_VORGEGEBENER TEXT:_
******
Sexuelle Selektion und Vererbbarkeit

Über Heinz bin ich auf einen Artikel in der TAZ von Cord Richmann aufmerksam geworden, in dem es heißt:

Die sexuelle Selektion hat mit Natur nicht viel zu tun. Charles Darwin schrieb eigentlich Kulturgeschichte.

Sexuelle Selektion ist aber mehr als eine Kulturgeschichte. Denn Kultur impliziert, dass man sie frei verändern kann, dass sie nur einem Geschmack darstellt. Dies ist aber so nicht richtig. Viele Merkmale einer sexuellen Selektion starten sicherlich durch Zufälligkeiten und freie Wahl, meist aber stellen sie ein „ehrliches Signal“ im Sinne der Signaling Theorie dar und sind insoweit ein Kennzeichen für die Fitness des jeweiligen Individuums. Nur wenn solche Signale als Attraktivitätsmerkmal bei dem wählenden Geschlecht gespeichert sind, lohnen sich die Kosten für das andere Geschlecht, sie zu produzieren. Handelt es sich nur um eine reine Mode, dann ist die Gefahr zu hoch, dass irgendwann das Merkmal unattraktiv wird und die hohen Investitionskosten sich nicht mehr auszahlen. Der Pfauenschwanz als klassisches Element der sexuellen Selektion ist damit nur erklärbar, wenn die Vorliebe vererbbar ist.

Dies deutet der TAZ-Artikel dann auch im weiteren Verlauf zumindest an:

Das heißt aber nicht, dass sich nicht bestimmte Vorlieben über eine Population verbreiten können und so, über Generationen verfestigt, so etwas wie eine Wahlregel etablieren. Darwin findet sie selbst beim Menschen. Unsere Haarlosigkeit sieht er als ein Produkt genau jenes Vermögens der Wahl, das er bei den Pfauenhennen fand.
******
_ZU PRÜFENDE DATEN:_
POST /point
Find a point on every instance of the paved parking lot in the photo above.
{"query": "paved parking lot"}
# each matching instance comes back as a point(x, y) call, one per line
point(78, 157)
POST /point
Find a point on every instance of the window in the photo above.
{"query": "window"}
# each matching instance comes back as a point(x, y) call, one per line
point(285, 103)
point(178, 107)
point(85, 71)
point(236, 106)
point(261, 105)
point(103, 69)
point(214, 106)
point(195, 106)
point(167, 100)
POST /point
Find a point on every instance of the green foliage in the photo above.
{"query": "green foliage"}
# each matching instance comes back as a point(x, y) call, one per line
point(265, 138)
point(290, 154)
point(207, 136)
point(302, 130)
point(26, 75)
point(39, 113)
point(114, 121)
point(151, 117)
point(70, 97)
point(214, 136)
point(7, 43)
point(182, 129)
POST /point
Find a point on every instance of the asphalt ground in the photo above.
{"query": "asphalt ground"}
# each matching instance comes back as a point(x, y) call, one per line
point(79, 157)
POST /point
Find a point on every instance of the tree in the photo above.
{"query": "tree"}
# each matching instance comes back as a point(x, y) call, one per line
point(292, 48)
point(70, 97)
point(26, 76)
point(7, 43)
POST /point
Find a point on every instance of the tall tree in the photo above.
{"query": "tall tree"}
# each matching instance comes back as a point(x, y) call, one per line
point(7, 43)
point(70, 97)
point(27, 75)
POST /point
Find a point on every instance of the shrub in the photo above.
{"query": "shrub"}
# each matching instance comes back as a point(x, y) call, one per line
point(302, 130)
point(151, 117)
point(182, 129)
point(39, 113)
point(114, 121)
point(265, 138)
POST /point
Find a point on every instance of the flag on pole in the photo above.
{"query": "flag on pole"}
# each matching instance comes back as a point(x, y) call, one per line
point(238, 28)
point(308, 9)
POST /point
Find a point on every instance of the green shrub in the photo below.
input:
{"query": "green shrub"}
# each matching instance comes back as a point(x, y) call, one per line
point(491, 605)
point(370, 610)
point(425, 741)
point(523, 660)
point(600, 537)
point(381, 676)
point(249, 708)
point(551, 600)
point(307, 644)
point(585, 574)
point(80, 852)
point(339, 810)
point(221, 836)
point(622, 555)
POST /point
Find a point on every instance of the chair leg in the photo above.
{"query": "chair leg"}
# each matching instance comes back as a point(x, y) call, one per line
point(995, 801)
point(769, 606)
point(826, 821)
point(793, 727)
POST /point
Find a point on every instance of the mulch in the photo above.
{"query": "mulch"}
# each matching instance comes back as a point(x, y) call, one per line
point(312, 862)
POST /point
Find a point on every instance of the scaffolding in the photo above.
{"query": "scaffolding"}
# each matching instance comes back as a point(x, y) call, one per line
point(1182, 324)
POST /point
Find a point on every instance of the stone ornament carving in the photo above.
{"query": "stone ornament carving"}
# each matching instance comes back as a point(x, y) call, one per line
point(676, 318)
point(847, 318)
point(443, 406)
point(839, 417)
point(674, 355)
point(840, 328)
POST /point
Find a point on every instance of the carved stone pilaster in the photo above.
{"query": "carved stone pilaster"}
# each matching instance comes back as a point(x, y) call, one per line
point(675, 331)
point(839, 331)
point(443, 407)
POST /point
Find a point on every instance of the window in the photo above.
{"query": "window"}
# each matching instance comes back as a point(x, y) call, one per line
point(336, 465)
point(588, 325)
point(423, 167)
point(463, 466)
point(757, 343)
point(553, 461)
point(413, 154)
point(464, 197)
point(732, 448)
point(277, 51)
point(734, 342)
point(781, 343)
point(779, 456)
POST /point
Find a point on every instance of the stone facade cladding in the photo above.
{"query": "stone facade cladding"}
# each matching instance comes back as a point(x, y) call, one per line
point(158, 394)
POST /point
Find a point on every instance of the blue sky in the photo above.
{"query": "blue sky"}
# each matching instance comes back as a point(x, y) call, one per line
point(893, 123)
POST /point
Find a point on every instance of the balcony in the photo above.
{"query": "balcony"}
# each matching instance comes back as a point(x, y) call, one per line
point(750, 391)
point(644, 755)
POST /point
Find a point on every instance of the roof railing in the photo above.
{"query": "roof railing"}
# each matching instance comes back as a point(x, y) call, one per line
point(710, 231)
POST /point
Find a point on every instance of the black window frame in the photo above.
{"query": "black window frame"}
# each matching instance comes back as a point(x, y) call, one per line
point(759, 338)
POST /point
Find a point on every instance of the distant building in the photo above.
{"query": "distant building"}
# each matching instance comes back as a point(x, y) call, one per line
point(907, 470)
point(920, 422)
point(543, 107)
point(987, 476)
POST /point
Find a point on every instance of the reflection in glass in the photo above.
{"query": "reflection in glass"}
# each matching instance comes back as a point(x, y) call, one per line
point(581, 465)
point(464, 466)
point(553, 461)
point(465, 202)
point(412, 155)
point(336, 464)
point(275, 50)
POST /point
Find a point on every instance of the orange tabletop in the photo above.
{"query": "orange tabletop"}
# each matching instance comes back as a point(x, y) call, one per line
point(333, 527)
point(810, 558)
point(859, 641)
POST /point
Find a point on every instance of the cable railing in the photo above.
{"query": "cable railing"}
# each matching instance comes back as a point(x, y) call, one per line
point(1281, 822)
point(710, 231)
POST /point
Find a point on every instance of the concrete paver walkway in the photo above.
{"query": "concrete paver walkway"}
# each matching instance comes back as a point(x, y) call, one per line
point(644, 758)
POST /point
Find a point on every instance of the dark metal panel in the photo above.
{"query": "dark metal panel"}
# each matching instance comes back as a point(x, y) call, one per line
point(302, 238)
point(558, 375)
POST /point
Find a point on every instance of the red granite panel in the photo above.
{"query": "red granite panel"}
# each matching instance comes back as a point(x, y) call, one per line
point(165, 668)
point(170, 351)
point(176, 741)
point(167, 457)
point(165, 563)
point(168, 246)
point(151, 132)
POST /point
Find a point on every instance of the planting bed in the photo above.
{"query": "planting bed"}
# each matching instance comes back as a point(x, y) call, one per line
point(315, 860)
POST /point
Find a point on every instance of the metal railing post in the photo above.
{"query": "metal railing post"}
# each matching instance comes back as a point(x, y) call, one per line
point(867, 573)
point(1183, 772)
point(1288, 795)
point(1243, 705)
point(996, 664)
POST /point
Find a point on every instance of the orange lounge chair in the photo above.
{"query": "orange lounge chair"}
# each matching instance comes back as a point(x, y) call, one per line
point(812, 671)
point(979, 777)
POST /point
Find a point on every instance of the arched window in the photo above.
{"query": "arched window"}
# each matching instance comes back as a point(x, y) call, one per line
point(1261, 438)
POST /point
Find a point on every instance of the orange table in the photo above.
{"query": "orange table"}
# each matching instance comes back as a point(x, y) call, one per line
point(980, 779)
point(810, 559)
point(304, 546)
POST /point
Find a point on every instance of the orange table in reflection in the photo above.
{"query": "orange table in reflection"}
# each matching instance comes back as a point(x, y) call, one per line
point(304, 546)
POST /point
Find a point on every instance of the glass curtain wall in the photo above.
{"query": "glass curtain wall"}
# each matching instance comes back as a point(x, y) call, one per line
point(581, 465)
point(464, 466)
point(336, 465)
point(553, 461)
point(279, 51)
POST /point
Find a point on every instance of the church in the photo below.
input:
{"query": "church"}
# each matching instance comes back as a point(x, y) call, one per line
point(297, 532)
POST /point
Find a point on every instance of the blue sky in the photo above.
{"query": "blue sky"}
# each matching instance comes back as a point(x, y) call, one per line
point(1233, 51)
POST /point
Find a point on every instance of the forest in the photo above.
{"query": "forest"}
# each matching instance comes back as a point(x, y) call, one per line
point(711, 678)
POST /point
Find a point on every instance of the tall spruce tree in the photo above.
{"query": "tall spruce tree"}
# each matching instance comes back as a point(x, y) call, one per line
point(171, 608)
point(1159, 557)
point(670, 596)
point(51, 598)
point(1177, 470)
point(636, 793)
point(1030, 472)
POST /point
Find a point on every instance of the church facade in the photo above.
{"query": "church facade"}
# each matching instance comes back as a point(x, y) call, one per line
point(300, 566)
******
_ERFORDERLICHE SCHRITTE:_
A. Erklären Sie in ein bis drei Sätzen anhand des Textes zur sexuellen Selektion, warum der Pfauenschwanz dort nur dann als erklärbar gilt, wenn die Vorliebe vererbbar ist.
B. Schreiben Sie den Text zur sexuellen Selektion im Anschluss an seinen letzten Satz weiter.

_ANTWORTEN JE AUFGABE:_
A. Nur wenn ein Signal beim wählenden Geschlecht als Attraktivitätsmerkmal gespeichert ist, lohnen sich für das andere Geschlecht die Kosten, es zu produzieren. Wäre die Vorliebe bloß eine Mode, bestünde die Gefahr, dass das Merkmal irgendwann unattraktiv wird und sich die hohen Investitionskosten nicht mehr auszahlen.

B.
Allerdings wird deutlich, dass der genaue Zusammenhang durch den Autor nicht verstanden wurde:

Mit Stärke oder Gesundheit sind diese Merkmale bei Darwin nicht konnotiert. Und wenn man sich an seine Bemerkung über die Plan- und Regellosigkeit des Evolutionsprozesses erinnert, dann kann man aus seinen Gedanken nicht einmal schließen, dass Weibchen immer Männchen wählen müssen oder umgekehrt. Möglich bleibt alles, was sich zur Wahl anbietet. Und die Wahl trifft ein Individuum, keine Art, keine Rasse und auch kein Naturgesetz. In Darwins Konzeption kennt das Vermögen zur Wahl im sexuellen Geschehen keine normativen Vorgaben wie das Gute oder Gesunde. Die Natur verfährt ungeregelter, freier in ihrem Evolutionsprozess, als es die Gesetze der menschlichen Gesellschaften tun. Einfach auch deshalb, weil die sexuelle Selektion kein Naturgesetz ist. Sie kann, muss aber nicht stattfinden.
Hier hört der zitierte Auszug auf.